--- DATASET RECORDS Enclosed Below ---

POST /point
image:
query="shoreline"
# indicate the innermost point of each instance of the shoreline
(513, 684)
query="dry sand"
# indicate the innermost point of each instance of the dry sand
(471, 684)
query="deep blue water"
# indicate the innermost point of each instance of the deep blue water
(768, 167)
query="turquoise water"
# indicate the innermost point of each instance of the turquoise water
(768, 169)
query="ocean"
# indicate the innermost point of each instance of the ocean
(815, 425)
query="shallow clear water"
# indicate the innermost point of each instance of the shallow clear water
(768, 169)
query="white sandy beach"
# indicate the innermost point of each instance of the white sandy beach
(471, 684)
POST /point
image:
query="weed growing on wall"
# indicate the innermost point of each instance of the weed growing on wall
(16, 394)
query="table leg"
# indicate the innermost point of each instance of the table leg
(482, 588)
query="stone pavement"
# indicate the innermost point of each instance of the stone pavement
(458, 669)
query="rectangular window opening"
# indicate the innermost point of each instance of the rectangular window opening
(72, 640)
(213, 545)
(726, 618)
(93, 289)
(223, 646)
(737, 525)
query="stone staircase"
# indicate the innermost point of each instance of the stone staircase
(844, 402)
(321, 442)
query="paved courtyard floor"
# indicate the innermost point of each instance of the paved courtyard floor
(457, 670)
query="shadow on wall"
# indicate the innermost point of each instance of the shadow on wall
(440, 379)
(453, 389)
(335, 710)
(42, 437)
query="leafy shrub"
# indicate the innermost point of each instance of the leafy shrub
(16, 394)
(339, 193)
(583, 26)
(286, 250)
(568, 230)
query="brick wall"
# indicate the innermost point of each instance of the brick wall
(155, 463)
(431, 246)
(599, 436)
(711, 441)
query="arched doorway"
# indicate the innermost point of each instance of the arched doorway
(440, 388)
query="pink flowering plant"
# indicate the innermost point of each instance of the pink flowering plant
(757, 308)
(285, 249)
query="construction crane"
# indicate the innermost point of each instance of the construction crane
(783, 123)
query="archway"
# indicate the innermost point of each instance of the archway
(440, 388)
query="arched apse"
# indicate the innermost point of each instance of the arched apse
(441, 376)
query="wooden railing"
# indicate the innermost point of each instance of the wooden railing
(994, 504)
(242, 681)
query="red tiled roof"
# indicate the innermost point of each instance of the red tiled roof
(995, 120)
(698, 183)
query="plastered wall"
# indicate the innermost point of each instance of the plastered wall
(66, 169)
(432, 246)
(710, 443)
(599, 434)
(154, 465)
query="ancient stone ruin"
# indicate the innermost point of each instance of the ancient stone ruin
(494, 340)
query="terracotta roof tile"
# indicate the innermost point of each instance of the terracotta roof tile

--- End of Enclosed DATASET RECORDS ---

- **WHAT YOU HAVE TO DO**: All lines of the listing that contain the word "terracotta" should be copied out.

- **RESULT OF THE EXERCISE**:
query="terracotta roof tile"
# indicate the innermost point of each instance of the terracotta roof tile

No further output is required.